▸ **INSTRUCCIÓN ESCRITA A**
Indica si cada afirmación concuerda con el texto sobre el rojo de cochinilla y responde sí o no, citando textualmente las palabras decisivas: (i) De Menonville encontró en la actual Oaxaca el principal centro de producción de cochinilla; (ii) Pantone comenzó su campaña de publicidad en 2023; (iii) De Menonville dejó tres monedas al agricultor.

▸ **FUENTE**
════
Cuenta la autora de Color que en 1575 llegaron a España unas 80 toneladas métricas de rojo “en forma de bolitas marrones secas”. Varios trillones de cuerpos de insectos cada año. La moda hizo del color un deseo y también la cosmética. En Europa en el siglo XVI, nadie sabía de dónde procedía aquel “rojo de España”. Hasta que a finales del XVIII el biólogo y espía francés, Thiéry de Menonville, encontró en la actual Oaxaca el principal centro de producción de cochinilla. El tesoro que buscaba se encontraba en las hijas de un cactus.

“Pero mi sorpresa fue auténtica cuando me la trajo, porque en lugar del insecto rojo que yo esperaba apareció una planta cubierta de un polvo blanco”, explicó De Menonville sobre su encuentro con un agricultor. Entonces, aplastó una sobre un papel y descubrió el tono púrpura. “Embriagado de alegría y admiración, me apresuré a abandonar a mi indio, dejándole dos monedas por su esfuerzo, y galopé a toda velocidad”, apuntó. Se marchó con un animal tan ligero como vulnerable. Francia estaba impaciente por conseguir el tinte del que se había apropiado España y del que estaba a punto de perder su monopolio.

Así que el día que Pantone incluyó el sistema numérico de referencia, parecía que sería el final de la poesía. Pero desde el año 2000, la empresa comenzó una campaña de publicidad y las palabras regresaron con fuerza. Desde entonces, celebran cada año con un color. En 2023 toca “Viva Magenta” Pantone 18-750. Según la empresa, “Viva Magenta 18-750 vibra con energía y vigor”. “Es un tono arraigado en la naturaleza que desciende de la familia roja y expresa una nueva señal de fuerza. Viva Magenta es valiente y audaz, un color palpitante cuya exuberancia promueve una celebración alegre y optimista, escribiendo una narrativa”, añade la multinacional para confirmar que el color puede prescindir de la lírica. El marketing, no.
════
▸ **INSTRUCCIÓN ESCRITA B**
Actualiza las líneas del listado desde la que contiene "of the tree" hasta el final del listado, ambas incluidas, y reescríbelas sustituyendo "tree line" por "forest edge" sin cambiar nada más.

▸ **LISTADO**
════
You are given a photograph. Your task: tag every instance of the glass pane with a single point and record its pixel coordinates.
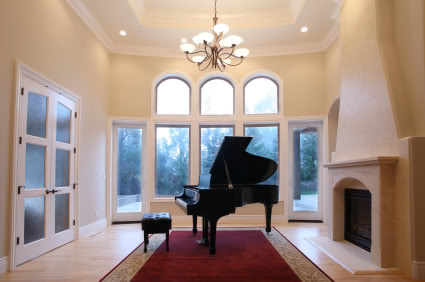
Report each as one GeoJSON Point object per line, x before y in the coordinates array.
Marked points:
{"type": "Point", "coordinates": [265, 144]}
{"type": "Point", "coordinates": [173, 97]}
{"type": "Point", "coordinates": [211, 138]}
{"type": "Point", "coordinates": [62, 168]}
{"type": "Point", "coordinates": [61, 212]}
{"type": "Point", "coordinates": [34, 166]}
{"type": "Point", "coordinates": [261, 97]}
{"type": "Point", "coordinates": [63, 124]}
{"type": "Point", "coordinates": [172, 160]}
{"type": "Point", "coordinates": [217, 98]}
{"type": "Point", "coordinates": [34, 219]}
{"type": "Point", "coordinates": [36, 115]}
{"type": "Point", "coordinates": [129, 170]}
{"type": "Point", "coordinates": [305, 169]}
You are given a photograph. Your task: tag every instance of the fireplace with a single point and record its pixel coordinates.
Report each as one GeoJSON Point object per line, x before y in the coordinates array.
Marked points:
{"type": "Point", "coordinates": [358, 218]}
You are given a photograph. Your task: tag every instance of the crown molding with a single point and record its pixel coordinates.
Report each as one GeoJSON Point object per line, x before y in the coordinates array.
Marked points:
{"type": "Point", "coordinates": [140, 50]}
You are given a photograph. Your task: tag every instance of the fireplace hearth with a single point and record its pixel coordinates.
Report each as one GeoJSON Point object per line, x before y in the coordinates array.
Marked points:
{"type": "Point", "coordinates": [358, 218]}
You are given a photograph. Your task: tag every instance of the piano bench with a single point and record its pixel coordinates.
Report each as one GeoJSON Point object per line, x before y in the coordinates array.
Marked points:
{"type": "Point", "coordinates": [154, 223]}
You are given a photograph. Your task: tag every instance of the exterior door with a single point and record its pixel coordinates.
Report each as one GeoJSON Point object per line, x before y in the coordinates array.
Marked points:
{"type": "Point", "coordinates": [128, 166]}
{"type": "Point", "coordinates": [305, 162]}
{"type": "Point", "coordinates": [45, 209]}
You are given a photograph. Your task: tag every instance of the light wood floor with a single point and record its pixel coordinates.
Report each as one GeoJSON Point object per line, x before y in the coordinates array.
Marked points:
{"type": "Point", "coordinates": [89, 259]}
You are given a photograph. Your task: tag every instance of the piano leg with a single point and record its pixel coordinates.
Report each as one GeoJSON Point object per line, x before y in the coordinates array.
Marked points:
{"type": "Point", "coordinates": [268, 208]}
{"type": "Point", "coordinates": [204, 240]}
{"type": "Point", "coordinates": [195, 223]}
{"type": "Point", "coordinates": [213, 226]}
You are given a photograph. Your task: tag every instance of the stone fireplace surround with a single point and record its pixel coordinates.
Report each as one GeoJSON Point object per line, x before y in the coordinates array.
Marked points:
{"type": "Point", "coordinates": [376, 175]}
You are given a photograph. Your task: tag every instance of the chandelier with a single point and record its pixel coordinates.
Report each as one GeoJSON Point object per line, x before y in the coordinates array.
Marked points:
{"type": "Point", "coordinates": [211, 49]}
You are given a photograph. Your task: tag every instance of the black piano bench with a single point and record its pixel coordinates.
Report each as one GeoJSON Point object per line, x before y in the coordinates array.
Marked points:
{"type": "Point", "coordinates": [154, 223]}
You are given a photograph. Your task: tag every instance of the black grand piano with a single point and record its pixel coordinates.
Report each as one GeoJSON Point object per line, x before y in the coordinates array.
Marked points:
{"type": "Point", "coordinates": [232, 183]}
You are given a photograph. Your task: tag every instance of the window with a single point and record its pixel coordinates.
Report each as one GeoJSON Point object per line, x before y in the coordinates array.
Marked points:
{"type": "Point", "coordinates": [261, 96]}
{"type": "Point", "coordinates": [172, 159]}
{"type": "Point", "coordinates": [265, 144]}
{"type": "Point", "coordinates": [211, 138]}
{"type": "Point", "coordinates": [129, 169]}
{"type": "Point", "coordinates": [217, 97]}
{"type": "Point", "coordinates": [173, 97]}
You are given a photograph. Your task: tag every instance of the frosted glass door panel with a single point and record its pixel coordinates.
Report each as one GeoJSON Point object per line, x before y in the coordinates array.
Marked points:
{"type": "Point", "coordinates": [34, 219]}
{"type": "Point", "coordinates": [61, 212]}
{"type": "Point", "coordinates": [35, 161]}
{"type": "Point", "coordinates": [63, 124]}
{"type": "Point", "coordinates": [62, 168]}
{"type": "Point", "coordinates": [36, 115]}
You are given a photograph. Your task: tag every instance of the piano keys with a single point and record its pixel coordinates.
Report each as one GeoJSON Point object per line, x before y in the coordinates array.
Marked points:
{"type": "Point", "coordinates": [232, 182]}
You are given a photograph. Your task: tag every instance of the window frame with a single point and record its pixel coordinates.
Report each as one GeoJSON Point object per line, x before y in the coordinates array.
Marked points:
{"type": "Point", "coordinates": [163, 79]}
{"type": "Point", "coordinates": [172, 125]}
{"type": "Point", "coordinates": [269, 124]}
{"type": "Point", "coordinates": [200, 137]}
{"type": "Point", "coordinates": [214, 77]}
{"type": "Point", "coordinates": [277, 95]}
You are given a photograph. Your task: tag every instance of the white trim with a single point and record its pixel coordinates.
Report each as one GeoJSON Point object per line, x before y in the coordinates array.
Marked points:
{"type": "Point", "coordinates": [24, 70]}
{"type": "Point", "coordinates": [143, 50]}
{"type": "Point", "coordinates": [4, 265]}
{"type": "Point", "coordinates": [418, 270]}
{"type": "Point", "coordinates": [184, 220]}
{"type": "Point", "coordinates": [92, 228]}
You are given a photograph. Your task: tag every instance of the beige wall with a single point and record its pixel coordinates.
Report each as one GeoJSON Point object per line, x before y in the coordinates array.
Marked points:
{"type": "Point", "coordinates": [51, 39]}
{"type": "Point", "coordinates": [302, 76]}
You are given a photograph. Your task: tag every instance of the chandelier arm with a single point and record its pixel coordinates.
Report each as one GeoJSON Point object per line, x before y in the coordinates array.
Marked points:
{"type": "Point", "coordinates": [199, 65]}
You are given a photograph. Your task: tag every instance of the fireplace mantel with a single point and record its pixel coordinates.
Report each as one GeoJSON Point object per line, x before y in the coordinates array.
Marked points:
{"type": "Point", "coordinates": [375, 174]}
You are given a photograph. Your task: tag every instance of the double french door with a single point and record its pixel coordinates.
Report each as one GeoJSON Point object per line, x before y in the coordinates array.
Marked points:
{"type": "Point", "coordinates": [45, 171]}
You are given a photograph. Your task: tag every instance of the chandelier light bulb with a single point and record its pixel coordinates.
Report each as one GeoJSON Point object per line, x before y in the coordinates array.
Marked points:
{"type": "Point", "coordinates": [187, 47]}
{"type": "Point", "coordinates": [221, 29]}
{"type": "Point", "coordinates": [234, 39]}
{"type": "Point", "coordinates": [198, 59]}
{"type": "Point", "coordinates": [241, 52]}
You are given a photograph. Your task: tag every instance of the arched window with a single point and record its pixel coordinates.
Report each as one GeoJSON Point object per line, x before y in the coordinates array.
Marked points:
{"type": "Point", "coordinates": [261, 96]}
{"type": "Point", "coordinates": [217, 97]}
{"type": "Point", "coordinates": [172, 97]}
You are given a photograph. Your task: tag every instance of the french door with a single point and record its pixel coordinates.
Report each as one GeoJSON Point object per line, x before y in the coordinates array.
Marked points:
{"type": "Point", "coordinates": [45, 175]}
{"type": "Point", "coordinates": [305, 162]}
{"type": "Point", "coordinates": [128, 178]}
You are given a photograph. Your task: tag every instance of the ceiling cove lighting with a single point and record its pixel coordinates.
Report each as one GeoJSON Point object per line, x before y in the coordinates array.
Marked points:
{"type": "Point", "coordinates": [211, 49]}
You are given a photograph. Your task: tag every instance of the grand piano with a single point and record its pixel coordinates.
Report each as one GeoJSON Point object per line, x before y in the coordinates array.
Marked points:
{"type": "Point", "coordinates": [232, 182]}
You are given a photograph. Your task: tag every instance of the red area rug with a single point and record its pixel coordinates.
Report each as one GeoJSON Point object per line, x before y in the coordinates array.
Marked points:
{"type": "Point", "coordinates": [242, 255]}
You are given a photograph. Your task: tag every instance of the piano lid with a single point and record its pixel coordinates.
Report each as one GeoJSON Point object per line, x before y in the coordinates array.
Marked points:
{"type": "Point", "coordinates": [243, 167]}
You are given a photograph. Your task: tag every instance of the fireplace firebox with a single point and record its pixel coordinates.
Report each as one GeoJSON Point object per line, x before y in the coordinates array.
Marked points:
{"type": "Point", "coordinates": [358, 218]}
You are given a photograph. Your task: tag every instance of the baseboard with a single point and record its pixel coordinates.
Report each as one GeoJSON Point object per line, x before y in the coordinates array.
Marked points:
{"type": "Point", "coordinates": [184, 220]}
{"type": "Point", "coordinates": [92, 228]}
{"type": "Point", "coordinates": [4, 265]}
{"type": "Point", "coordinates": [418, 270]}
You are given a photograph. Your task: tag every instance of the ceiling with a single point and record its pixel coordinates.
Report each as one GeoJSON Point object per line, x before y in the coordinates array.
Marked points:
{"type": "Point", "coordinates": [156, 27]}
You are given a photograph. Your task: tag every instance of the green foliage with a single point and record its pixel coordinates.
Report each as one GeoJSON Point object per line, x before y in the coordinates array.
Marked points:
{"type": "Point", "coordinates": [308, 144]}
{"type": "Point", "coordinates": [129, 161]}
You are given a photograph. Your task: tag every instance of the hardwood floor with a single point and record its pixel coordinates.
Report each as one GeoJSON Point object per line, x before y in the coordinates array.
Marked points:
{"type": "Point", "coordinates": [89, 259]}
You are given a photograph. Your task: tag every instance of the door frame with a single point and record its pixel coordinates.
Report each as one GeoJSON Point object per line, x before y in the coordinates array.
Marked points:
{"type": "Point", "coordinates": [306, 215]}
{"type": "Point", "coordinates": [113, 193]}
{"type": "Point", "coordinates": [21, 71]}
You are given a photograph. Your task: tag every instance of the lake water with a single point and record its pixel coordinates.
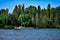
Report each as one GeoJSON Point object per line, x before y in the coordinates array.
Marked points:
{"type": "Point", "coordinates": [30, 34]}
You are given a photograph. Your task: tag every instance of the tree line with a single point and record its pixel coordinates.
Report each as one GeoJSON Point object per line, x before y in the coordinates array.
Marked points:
════
▸ **SOLUCIÓN A**
(i) Sí: «encontró en la actual Oaxaca el principal centro de producción de cochinilla».
(ii) No: «desde el año 2000, la empresa comenzó una campaña de publicidad».
(iii) No: «dejándole dos monedas por su esfuerzo».

▸ **SOLUCIÓN B**
You are given a photograph. Your task: tag every instance of the forest edge with a single point and record its pixel coordinates.
Report each as one GeoJSON Point object per line, x before y in the coordinates array.
Marked points:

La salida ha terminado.